● EXERCISE REQUIREMENTS: Only the pictures are to be dropped; the rest of the data below is to be duplicated exactly.

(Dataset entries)
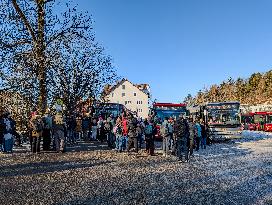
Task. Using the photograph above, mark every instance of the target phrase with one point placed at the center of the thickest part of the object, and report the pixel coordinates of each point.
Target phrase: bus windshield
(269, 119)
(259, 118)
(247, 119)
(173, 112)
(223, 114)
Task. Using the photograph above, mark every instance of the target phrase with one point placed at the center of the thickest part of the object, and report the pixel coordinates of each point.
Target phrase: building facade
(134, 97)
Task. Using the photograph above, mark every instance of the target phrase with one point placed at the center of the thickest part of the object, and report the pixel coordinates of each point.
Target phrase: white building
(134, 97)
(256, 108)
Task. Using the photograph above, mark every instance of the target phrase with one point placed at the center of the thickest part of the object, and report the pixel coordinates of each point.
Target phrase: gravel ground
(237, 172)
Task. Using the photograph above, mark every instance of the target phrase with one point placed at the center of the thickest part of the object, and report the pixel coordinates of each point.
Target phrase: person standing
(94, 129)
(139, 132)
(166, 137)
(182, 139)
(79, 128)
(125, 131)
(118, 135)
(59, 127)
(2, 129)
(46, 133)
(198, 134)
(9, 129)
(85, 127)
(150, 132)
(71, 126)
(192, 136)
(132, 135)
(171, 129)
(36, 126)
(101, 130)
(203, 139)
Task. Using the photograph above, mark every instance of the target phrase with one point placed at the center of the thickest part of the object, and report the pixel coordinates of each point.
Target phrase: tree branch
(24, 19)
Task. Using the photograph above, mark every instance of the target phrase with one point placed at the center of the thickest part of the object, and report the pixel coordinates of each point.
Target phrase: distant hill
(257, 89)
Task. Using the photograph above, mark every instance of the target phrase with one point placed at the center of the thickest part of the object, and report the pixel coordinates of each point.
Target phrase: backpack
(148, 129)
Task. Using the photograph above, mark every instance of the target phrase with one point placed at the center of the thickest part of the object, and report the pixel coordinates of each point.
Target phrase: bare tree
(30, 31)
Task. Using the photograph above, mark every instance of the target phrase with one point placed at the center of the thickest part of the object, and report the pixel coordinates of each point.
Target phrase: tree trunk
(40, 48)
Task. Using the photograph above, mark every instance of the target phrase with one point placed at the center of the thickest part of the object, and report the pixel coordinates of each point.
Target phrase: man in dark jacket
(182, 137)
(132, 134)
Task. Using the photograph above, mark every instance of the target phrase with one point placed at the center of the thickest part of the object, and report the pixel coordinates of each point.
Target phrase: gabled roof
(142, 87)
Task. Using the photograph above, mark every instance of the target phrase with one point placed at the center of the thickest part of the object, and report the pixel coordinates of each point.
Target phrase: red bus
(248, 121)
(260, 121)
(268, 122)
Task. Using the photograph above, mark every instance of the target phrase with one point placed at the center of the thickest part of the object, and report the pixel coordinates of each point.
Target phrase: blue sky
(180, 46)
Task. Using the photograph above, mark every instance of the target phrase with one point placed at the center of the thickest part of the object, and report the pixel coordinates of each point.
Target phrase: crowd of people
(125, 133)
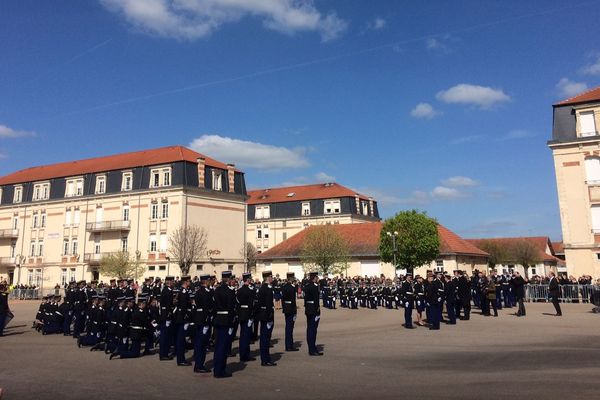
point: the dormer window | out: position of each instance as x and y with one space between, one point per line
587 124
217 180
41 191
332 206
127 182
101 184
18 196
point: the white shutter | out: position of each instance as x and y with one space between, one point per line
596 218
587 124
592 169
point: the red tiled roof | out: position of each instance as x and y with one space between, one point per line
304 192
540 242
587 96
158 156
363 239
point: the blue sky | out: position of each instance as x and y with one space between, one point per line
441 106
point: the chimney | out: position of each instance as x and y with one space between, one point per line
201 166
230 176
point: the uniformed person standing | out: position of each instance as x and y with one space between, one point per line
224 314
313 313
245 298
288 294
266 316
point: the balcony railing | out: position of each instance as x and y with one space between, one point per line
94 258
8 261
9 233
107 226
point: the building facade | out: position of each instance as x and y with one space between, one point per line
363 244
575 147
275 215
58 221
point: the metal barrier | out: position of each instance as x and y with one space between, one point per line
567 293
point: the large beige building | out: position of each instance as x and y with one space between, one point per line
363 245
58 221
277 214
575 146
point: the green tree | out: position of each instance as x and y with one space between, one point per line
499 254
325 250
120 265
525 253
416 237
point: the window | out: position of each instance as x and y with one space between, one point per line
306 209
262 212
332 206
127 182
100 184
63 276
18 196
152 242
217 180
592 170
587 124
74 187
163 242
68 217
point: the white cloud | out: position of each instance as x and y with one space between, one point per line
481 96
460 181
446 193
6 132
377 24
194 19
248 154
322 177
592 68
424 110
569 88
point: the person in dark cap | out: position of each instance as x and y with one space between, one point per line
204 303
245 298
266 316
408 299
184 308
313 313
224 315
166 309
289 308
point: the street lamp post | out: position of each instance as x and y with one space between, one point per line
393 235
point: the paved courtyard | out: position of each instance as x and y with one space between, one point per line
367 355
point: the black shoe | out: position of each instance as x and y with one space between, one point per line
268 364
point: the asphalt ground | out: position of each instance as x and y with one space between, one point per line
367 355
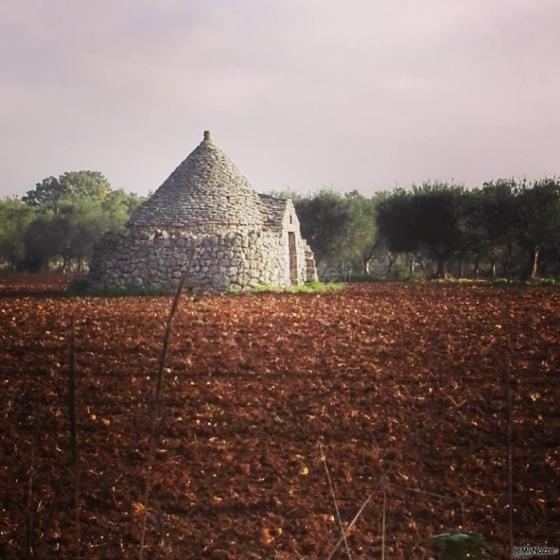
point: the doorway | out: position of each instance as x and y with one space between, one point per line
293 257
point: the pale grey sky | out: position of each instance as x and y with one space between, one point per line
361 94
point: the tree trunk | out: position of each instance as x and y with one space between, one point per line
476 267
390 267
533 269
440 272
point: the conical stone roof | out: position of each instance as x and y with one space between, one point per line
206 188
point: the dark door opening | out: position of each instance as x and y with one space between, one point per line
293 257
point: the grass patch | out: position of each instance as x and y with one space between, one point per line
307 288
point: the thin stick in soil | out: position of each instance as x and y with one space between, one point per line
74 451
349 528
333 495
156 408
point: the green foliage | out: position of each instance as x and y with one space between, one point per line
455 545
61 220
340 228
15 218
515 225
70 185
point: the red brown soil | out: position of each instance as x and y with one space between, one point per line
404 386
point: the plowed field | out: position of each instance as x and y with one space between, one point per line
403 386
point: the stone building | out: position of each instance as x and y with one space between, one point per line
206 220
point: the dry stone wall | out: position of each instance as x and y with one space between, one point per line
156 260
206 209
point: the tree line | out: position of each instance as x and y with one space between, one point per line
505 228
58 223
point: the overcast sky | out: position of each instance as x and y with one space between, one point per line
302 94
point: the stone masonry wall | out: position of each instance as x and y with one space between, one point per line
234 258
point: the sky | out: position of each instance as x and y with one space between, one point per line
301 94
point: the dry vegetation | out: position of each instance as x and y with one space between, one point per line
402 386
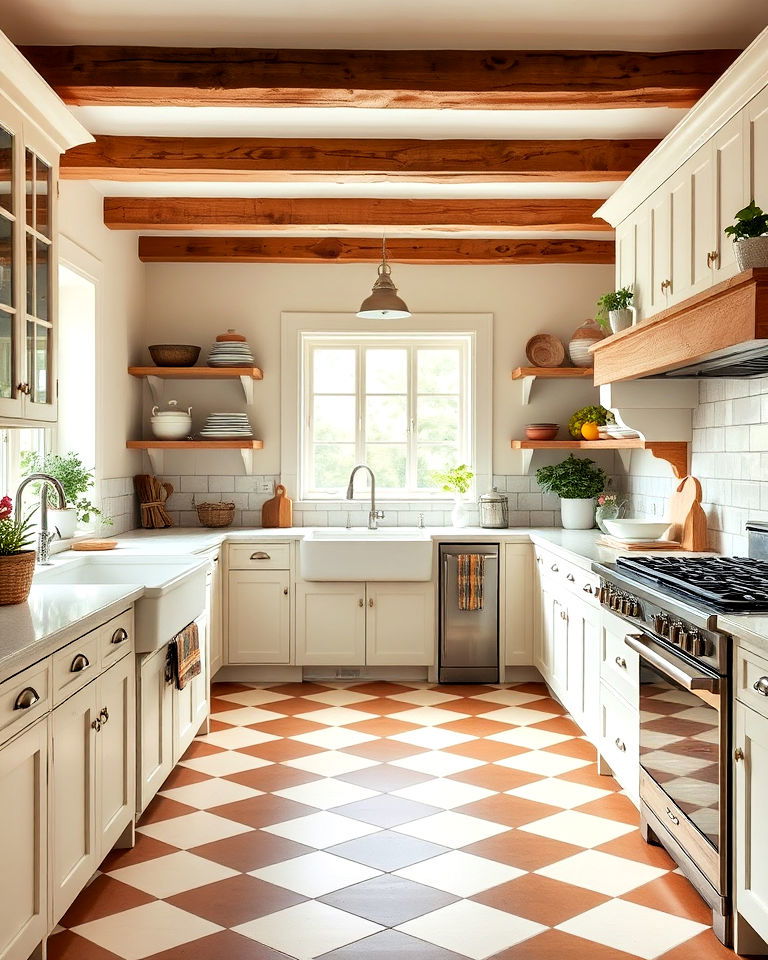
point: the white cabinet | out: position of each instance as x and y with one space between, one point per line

● EXPECTED OUTPUT:
Task. Using the photograph above, mark every instance of the target phrase with one point placed at the center of the thickest part of the object, and report the pixel coordinates of each point.
Target phrase: bus windshield
(269, 119)
(259, 118)
(247, 119)
(173, 112)
(223, 114)
Task. Using the photograph above, mark every instance of the target phrase with one point placed at the center of the thickest part of the object, and report the pixel coordinates of each point.
Target phrase: building facade
(134, 97)
Task. Using the photograph above, mark every instance of the target phrase with one point placed at the center of the thickest part of the object, and report the pixel coordinates of each point.
Target phrase: white building
(134, 97)
(256, 108)
Task. Using the photograph above, mark every instance of the target phrase with one point placed at the center of the thickest part of the object, and report the pixel coordinates of each point.
Target phrase: gravel ground
(237, 172)
Task. Using the photograph above, mark every instance of the target phrase with one point placed at the center of the thickest part of the object, and report the pixel coordinates of each point.
Target phrase: person standing
(94, 129)
(139, 132)
(166, 137)
(182, 139)
(79, 128)
(125, 131)
(118, 135)
(59, 127)
(2, 129)
(46, 133)
(198, 134)
(9, 129)
(85, 127)
(150, 132)
(71, 126)
(192, 136)
(132, 135)
(171, 129)
(36, 126)
(101, 130)
(203, 139)
Task. Using the photograph above, mark every instance of the target phrase with one point placed at the center of the thickest part of the object, and report the pixel coordinates of each point.
Target phrase: tree branch
(24, 19)
Task. Using the photograph above, mark every instance of the target phrase with one point placed at the center of the thickest part of the object, and report the pixel coordinates of each point.
Target phrase: distant hill
(257, 89)
Task. Using the photograph above, mark every instance of the target phrase with one point placed at the center of the thickest part of the object, and report the pixel coordinates of each point.
Target phrase: backpack
(148, 129)
Task. Using the photograph above, mark every instance of the target phrase with one point placed at the center of the thickest part of the object, and report the pixel coordinates of each point.
Target phrase: bare tree
(30, 31)
Task. Using the photograph above, mark every instance of the target phrase with one point placed at the center of the thickest part of the object, and report the pixel coordinates of each point.
Target phrase: tree trunk
(40, 48)
Task. Using the photograph above, mark every instance of the target phrase with one point placed at the center of the thickest part of the object, and report the pixel coordinates of each point.
Target phrase: man in dark jacket
(182, 137)
(132, 134)
Task. Using the photograph above, mark every instance of the target phrase with one point placed at the center of the thickest part of the object, and report the pixel coordinates of each point.
Target phrase: gabled roof
(142, 87)
Task. Using the photograph above, mark every instance of the target phrase with one point placed at the center of the thickest part of the object, and report the pixel coordinates of each point.
Target phrase: red bus
(248, 121)
(260, 121)
(268, 122)
Task. Using the photograph above, mark every instance of the target phrase with one point placed at the center of the thickest part of the object, and report the pixel coordinates of each point.
Target phrase: blue sky
(180, 46)
Task. Using the photograph above, mark every instance of the target phrase with one point placed at the center of the thickest part of the object, and report the pixel coordinates of each point.
Target phrase: crowd of people
(125, 133)
point: the dormer window | out: position of each instance as x and y with one space between, one point per line
587 124
217 180
41 191
332 206
127 182
101 184
18 196
point: the white shutter | out: position of each instance as x and y with one space between, one point per line
596 218
587 124
592 169
point: the red tiled roof | out: position of each instance as x and y with one space between, one point per line
304 192
540 242
587 96
158 156
363 239
point: the blue sky | out: position of each instance as x and y with one space between, one point per line
441 106
point: the chimney | out: position of each instance as x and y with one space between, one point per line
201 166
230 176
point: the uniformed person standing | out: position of each instance as x and y with one space between, one point per line
224 314
313 313
245 298
288 294
266 316
point: the balcony railing | out: position of each instance as x and y with one space between, one point per line
94 258
8 261
9 233
107 226
point: the building facade | out: position of each instance as x and y with one space between, one point per line
363 244
575 147
275 215
58 221
point: the metal barrier | out: position of each instance as x and y with one space between, one point per line
567 293
point: the large beige building | out: position of each instance as x and y with one space between, one point per line
363 245
58 221
277 214
575 146
point: the green tree | out: position of each instance as x and y with one space between, one point per line
499 254
325 250
120 265
525 253
416 237
point: the window | out: position of each instance as x and y with one space between, one point per line
306 209
262 212
332 206
127 182
100 184
63 276
18 196
152 242
217 180
592 170
587 124
74 187
163 242
68 217
point: the white cloud | out: position of each instance as x and y with one space between, one point per line
481 96
460 181
446 193
6 132
377 24
194 19
248 154
322 177
592 68
424 110
569 88
point: the person in dark cap | out: position of each instance as x and y with one space between, one point per line
204 303
245 298
266 316
408 299
184 308
313 313
224 315
166 309
289 308
point: the street lamp post | out: position of each instance as x and y with one space between, one point per line
393 235
point: the paved courtyard | out: position of each instance as x and y with one space between, one point per line
367 355
point: the black shoe | out: position of each instance as x and y with one space between, one point per line
268 364
point: the asphalt ground | out: position of each instance as x and y with one space between, one point per line
367 355
point: the doorway | out: position of each instance as x and y with one space between, one point per line
293 257
point: the pale grey sky | out: position of each instance as x and y with one space between, one point per line
361 94
point: the tree trunk | out: position of each instance as x and y with one space between, one point per line
476 267
390 267
533 269
440 272
point: the conical stone roof | out: position of each instance as x and y with one space between, one point per line
206 188
point: the dark door opening | out: position of each instance as x and y with one space between, one point per line
293 257
point: the grass patch | out: position of each instance as x and y with one space between, one point per line
307 288
point: the thin stick in soil | out: position of each instance as x and y with one space between, one point per line
74 451
349 528
333 495
156 408
point: the green foliage | out: position of each instance as x and y with one space between, one point per line
455 545
61 220
340 228
15 218
515 225
70 185
point: the red brown soil | out: position of each instance as x and y with one space between, one point per line
404 386
point: the plowed field | out: position of each instance as x and y with one space between, one point per line
403 386
point: the stone building | out: position of each instance as x and y with one space between, one point per line
206 220
point: the dry stone wall | out: position of each instance as x and y with one space between, one point per line
156 260
206 209
point: the tree line | out: position of each instance as x and y with one space between, one point per line
505 228
58 223
point: the overcast sky | out: position of each instance as x and y with one space between, one point per line
302 94
point: the stone masonry wall | out: position of each instance as x and y with one space between, one point per line
234 258
point: the sky | out: position of each instance as x and y with one space between, one point per line
301 94
point: the dry vegetation | out: position of each instance as x and y with one space between, one point per line
402 386
point: the white cabinet | out: position of each instance as x and y with one space between, one point per line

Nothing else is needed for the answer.